▶ **RECORDS SUPPLIED**
::::::

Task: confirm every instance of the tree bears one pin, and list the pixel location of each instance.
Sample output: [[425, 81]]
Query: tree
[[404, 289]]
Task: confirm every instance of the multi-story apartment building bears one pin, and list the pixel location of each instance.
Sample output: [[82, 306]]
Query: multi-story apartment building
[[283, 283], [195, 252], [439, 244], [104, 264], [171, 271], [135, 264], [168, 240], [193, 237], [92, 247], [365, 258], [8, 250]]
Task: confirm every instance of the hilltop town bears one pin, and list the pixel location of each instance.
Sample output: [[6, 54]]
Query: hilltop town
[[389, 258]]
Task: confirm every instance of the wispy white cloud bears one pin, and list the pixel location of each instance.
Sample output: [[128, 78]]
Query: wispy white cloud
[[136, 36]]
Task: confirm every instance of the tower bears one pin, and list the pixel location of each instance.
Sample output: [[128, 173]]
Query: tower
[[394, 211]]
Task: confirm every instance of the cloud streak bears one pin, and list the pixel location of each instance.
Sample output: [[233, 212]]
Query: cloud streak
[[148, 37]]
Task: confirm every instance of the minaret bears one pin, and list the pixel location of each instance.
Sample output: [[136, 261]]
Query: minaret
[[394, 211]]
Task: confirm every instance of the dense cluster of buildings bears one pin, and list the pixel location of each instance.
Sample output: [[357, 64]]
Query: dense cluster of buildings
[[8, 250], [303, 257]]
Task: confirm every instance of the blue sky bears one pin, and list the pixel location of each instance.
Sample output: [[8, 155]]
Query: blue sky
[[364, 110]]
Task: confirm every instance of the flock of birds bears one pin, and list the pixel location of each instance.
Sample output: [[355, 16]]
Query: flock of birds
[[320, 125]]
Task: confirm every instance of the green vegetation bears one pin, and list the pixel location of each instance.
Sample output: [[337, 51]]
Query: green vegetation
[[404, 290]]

::::::

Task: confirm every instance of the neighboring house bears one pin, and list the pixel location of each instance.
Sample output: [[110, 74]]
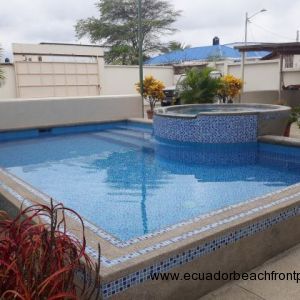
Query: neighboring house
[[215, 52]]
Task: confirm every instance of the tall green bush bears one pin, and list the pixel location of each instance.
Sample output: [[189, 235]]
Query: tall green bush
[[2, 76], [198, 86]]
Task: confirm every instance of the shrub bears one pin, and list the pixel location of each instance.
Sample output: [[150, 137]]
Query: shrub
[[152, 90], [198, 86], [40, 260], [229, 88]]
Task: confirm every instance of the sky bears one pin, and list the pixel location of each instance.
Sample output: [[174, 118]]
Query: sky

::::::

▶ **TASK INSTRUCTIONS**
Can you write out again everything from the line containing "Task: confirm every instance of the tree" down to the line containing "[[404, 289]]", switching "tree" to "oak" and leaving everything else unchanged?

▶ **TASK RESULT**
Task: confirm every instance of the oak bears one pin, and list the pixel location of each instance.
Sample output: [[425, 81]]
Query: oak
[[404, 289]]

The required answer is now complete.